» **To do**:
Make an exact copy of the records, with the images left out.

» **Information supplied**:
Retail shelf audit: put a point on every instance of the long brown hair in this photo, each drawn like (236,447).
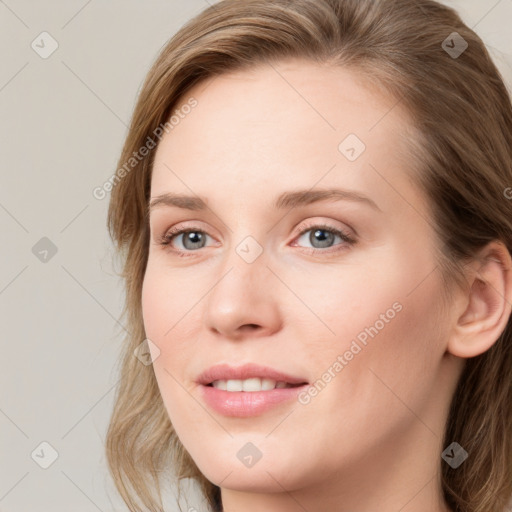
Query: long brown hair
(462,158)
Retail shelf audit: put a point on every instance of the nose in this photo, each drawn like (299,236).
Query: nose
(244,300)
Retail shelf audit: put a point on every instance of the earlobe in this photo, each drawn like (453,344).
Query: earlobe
(487,303)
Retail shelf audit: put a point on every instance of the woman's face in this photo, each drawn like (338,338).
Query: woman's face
(357,318)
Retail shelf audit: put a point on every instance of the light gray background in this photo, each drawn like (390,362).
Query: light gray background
(64,120)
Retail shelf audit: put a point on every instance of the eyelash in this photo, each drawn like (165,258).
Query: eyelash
(166,239)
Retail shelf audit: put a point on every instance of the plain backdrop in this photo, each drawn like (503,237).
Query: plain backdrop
(63,121)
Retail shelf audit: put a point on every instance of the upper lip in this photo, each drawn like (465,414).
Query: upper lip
(247,371)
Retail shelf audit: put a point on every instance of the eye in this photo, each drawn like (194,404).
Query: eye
(191,239)
(323,236)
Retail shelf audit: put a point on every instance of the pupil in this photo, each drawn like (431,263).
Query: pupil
(194,238)
(324,240)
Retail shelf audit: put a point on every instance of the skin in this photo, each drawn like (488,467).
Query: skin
(372,438)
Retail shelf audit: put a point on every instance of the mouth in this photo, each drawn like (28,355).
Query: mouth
(252,385)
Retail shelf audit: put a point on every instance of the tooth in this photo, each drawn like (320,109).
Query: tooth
(251,384)
(267,384)
(234,385)
(220,384)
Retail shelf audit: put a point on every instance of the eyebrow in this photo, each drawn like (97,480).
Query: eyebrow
(293,199)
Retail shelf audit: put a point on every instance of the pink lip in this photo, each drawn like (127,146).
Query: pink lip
(251,403)
(247,371)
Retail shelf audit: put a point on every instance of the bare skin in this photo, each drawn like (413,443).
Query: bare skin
(371,439)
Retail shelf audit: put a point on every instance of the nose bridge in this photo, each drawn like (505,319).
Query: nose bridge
(240,294)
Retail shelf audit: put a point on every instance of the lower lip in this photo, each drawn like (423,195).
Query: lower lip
(243,404)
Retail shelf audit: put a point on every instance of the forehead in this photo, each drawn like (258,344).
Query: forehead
(282,124)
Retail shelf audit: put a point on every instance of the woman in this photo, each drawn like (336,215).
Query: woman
(317,261)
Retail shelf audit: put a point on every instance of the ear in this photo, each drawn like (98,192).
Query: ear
(487,303)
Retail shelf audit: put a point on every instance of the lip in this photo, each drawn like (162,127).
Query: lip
(247,371)
(243,404)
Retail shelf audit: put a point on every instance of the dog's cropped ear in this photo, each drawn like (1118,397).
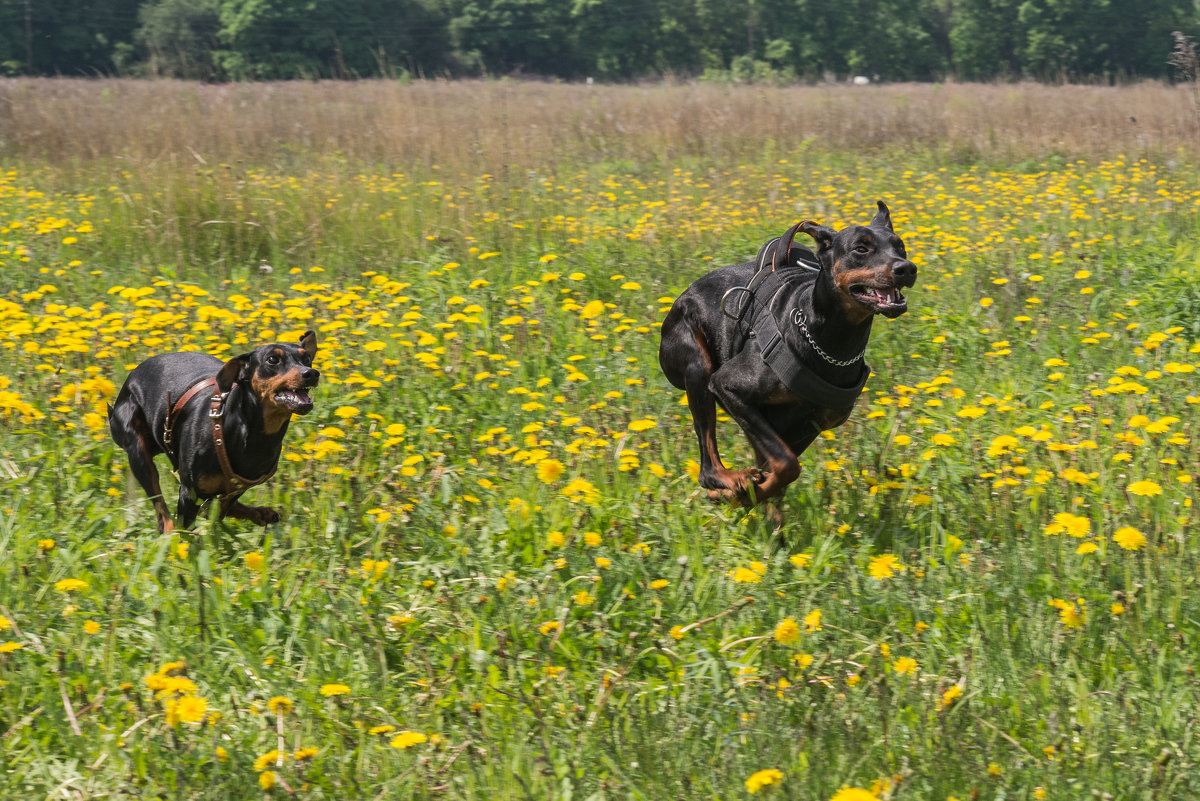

» **Solution to this task**:
Retail shelf audit: put a point on every instance of the long brown hair in this photo, each drawn like (236,447).
Query: long brown hair
(462,158)
Retail shelf audit: put a point on every instance of the nose in this photo, each drawn like (299,236).
Query: nose
(244,300)
Retail shelf audit: put a point on every instance of the earlobe in this photo, each drawn like (453,344).
Query: earlobe
(487,303)
Retail shelf audit: put a point on every instance of the woman's face in this photo, each drawn like (338,338).
Query: woman's face
(357,318)
Retail shelf audit: put a point on every instance of the light gray background in this photo, each drawn like (390,362).
Query: light gray background
(64,120)
Retail shelf audit: put a point on every instance of the eyelash in this photo, each drawn like (165,258).
Query: eyelash
(166,239)
Retail shelf audit: put a point on every instance of the plain backdrop in this photo, each drawn like (503,237).
Query: plain backdrop
(63,121)
Retail shelf audit: put a point on every instance of the upper lip in this photo, each drawn like (465,414).
Query: upper lip
(247,371)
Retail shelf audit: put a point on every instance of the eye in this photo, each drawn like (194,404).
Query: eye
(191,239)
(323,236)
Retail shelf audit: put a point on every instance of the pupil in this photo, each drawn like (431,263).
Query: pupil
(194,238)
(324,240)
Retail shelf audit: put a point on every instance of the skin in this photo, each drawn like (488,467).
Query: skin
(372,438)
Retail shelf audit: put a point on every instance of the mouth in this photo, each drawn like (28,355).
Query: mouth
(252,385)
Retail shelf audit: put a point on every instance of the tooth in this photo, each drawn like (320,109).
Query: tooth
(251,384)
(267,384)
(234,385)
(220,384)
Retail shelf audit: put a point on every instance of the eyebrow in this photo, each drawn like (97,480).
Query: eyebrow
(293,199)
Retail shelf audit: put a point on every instance of the pink lip in this photo, each drawn like (127,146).
Query: pink lip
(251,403)
(247,371)
Retail shelf audit: put a point on every instance of the bare skin in this photo, each drawn like (413,443).
Query: bare skin
(371,439)
Retail shelf audit: put a point on every instance of the nose bridge in this photo, each drawn like (505,319).
Query: nose bridge
(240,294)
Retail shelf audit: put a point on every instance of the lower lip in this photo, each drawn like (423,195).
Query: lower lip
(243,404)
Retail shelf audit: put a point on every instance of the forehead in this photo, each drawn like (258,344).
Query: forehead
(282,124)
Retail shelf audit: put a point on every instance of the woman in this photo, each drawn like (336,215).
Query: woman
(317,261)
Retail shelf audit: put a point on every instance of the ear in this photo, each drawn like (98,192).
Query: ear
(487,303)
Retail shelf audit: put a point on every instance of the lip in this photo, each drawn like (162,127).
Query: lip
(247,371)
(243,404)
Retail shelf audit: put a point on every instance of the dog's cropped ear in this photo, each drawn like (1118,397).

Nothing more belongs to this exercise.